» **ENUNCIADO**: No texto sobre a mimesis na Poética de Aristóteles, a quem Platão afirma que uma reprodução perfeita é possível?

» **TEXTO FORNECIDO**:

O CONCEITO DE MIMESIS NA POÉTICA DE ARISTÓTELES
1. INTRODUÇÃO
Pretendemos aqui fazer um breve inventário das ocorrências
do conceito de mimesis na
POÉTICA DE ARISTÓTELES
O termo
mimesis é fortemente marcado de uso corrente ao longo de toda a
obra (ver Apêndice). Buscamos modestamente relacionar a aparição
do termo com o contexto que emerge da teoria poética de Aristóteles.
O conceito de mimesis é, para a compreensão
da Poética de Aristóteles, um termo chave que sustenta suas
considerações a respeito da Arte poética; termo este
que designa, em sua acepção mais geral, IMITAÇÃO.
O conceito de imitação é longamente
discutido na obra platônica (1), dada a importância que tem
(de perigo) na construção da Politéia ideal que, como
veremos, será afastada da tese do filósofo de Estagira, para
o qual a imitação não representa perigo e sim, uma
relevante característica humana e o fundamento das artes poéticas.
Acompanhando a análise de Sigismundo Spina (2), vemos que Platão,
ao tratar do conceito de imitação em sua obra, refere-se
a ele como uma impossibilidade de ser “cópia fiel da realidade”.
Afirmando que o decalque, uma reprodução perfeita só
é possível a um deus, nunca ao homem. Somente um demiurgo
poderia fazer uma reprodução de um segundo Crátilo,
indo além da forma da qual retratam os pintores e conseguir ainda
retratar o interior de sua pessoa com todo caráter, ternura, calor,
movimento, alma e o pensamento. Platão retorna a este conceito no
Livro X, da República; unindo-o à sua ontologia, “três
são os criadores, três as realidades criadas, terceira, que
se inspira na realidade isto é: deus, o artesão e o artista:
deus é o autor da primeira realidade (o arquétipo); o artesão,
autor da segunda, que se inspira no arquétipo, e, o artista, autor
da criada pelo artesão”(2). Assim, na hierarquia da realidade, um
objeto como por exemplo uma cama, que existe na natureza das coisas criadas
por deus, é uma cama real no entender de Platão. Ao mesmo
tempo, uma cama, construída pelo artesão, é uma imitação
aproximada, uma cópia, uma sombra (skia) da idéia de cama,
que existe no mundo inteligível (real). Deste modo, a cama imitada
pelo artista é uma cópia da cópia do original, por
isso, essa imitação é extremamente perigosa para a
obtenção do objetivo dos “cidadãos da República
que é se aproximar da realidade do mundo das idéias.

» **DADOS ARMAZENADOS**:
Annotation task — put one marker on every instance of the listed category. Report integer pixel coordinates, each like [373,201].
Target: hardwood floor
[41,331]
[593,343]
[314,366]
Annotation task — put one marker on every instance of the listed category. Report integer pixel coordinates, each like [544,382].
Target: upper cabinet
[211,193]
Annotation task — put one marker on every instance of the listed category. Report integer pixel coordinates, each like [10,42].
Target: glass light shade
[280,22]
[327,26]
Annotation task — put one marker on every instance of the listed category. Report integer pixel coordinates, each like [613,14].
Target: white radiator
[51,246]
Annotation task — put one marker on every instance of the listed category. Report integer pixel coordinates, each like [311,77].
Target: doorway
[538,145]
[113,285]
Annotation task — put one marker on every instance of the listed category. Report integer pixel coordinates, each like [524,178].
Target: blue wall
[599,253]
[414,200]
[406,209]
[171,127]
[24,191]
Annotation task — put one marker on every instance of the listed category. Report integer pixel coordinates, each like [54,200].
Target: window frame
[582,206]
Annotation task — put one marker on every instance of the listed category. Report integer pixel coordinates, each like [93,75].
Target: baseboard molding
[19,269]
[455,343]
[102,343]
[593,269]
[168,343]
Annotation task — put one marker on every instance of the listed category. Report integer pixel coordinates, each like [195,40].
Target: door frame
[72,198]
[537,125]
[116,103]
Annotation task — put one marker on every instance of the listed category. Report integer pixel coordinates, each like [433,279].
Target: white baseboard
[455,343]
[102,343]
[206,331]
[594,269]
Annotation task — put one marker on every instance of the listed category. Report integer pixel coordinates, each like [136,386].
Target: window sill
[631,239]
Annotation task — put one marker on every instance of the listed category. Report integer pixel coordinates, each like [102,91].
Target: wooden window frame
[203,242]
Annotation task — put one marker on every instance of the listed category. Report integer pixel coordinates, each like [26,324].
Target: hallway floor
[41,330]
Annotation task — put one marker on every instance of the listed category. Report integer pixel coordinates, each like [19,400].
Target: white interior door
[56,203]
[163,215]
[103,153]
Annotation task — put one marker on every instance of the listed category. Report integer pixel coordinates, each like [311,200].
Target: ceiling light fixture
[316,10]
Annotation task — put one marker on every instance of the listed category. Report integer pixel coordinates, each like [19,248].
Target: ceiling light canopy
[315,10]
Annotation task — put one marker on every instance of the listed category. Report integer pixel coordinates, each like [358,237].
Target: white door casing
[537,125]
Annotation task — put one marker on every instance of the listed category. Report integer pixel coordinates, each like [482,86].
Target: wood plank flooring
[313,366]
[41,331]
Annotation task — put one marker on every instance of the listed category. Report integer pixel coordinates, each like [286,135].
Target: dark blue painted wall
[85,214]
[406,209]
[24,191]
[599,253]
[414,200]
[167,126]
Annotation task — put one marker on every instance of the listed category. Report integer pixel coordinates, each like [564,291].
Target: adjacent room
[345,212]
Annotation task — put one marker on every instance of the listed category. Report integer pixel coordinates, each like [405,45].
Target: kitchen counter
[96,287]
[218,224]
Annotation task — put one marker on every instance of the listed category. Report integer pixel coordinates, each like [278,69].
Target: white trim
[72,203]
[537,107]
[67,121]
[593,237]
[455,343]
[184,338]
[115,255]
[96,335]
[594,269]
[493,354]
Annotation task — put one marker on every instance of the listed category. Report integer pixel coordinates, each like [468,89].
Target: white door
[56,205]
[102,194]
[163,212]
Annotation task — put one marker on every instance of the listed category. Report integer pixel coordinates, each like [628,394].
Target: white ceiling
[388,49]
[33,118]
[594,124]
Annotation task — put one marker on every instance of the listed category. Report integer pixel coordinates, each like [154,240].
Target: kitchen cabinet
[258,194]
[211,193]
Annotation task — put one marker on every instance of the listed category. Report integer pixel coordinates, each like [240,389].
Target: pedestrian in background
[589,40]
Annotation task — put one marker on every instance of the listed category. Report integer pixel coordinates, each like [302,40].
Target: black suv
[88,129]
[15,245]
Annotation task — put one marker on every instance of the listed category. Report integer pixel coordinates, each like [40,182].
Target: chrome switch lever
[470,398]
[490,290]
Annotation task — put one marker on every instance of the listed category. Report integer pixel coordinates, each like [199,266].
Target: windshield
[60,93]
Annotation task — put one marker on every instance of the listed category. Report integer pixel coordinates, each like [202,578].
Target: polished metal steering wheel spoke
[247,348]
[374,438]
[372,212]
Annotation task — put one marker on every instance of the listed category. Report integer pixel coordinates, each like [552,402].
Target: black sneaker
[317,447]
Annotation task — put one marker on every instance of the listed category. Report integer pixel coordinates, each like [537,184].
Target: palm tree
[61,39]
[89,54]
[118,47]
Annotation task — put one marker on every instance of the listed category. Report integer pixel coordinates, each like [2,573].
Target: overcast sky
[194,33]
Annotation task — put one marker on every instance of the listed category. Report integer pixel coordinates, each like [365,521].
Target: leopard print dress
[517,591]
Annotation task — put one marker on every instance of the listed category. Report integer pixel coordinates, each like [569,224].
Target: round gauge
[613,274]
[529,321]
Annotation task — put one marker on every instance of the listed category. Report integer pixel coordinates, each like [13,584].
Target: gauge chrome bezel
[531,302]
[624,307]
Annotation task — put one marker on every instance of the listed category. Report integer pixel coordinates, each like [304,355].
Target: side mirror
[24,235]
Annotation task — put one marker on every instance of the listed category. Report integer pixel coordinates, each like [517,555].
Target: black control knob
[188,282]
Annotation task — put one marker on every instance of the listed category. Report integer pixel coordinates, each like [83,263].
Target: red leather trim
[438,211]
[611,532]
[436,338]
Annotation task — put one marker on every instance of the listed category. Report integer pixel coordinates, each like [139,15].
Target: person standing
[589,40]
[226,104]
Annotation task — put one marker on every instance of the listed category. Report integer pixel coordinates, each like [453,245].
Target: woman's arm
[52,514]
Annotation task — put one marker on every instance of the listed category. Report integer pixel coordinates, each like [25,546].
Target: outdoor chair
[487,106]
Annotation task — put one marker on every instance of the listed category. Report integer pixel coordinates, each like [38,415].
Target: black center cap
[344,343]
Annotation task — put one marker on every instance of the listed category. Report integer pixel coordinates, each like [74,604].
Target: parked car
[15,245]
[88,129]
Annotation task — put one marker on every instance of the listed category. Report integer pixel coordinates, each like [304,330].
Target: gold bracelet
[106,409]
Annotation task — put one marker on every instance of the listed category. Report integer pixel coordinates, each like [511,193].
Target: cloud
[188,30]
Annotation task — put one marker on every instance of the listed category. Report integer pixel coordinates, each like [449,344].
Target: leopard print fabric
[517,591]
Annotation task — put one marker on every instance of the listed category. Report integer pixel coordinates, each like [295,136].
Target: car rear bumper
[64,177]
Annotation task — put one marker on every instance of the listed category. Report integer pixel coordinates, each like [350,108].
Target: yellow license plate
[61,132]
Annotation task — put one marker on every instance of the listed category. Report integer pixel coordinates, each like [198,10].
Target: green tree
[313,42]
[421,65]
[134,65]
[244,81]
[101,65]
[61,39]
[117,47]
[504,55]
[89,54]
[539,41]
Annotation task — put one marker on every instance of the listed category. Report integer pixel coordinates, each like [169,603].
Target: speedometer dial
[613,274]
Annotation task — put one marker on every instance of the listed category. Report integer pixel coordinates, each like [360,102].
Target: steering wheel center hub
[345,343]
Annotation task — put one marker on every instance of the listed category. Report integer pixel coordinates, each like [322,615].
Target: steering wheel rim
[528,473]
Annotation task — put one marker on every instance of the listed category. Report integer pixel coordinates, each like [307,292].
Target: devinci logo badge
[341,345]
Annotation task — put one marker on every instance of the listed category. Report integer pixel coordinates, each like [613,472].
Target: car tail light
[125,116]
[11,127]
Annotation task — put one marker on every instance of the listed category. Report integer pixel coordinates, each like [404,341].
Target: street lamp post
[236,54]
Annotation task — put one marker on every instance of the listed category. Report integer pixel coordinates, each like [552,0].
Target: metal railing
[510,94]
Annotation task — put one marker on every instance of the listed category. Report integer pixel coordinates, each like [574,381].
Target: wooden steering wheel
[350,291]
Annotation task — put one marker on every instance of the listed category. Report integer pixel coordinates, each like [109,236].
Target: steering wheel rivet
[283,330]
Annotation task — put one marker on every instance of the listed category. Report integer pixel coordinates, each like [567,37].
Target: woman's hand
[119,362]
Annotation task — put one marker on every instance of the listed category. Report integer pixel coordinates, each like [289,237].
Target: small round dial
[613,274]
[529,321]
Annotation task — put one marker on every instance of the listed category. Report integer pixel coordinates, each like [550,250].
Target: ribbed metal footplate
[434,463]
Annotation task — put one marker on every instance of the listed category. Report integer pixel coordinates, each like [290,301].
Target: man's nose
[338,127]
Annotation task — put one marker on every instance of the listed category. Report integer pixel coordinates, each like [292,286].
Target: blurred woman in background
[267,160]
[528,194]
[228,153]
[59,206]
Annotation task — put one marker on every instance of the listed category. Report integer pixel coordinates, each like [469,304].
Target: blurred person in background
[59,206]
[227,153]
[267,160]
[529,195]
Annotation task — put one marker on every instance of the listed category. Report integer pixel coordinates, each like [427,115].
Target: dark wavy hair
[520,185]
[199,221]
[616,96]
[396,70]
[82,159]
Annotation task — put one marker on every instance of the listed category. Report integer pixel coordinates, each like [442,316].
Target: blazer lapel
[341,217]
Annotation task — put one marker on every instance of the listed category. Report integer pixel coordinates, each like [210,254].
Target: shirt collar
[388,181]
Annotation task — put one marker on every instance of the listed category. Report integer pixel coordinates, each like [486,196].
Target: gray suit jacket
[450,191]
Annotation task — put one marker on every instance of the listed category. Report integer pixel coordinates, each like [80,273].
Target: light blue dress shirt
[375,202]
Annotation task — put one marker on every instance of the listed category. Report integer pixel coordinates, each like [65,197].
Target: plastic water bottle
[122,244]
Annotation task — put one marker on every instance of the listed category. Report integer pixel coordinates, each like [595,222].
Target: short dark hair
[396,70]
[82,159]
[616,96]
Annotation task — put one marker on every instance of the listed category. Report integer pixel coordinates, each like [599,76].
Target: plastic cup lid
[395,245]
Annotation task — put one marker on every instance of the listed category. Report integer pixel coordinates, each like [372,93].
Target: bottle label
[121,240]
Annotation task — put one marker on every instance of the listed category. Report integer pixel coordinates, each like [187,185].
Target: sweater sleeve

» **EXERCÍCIO RESOLVIDO**: Somente a um deus, nunca ao homem.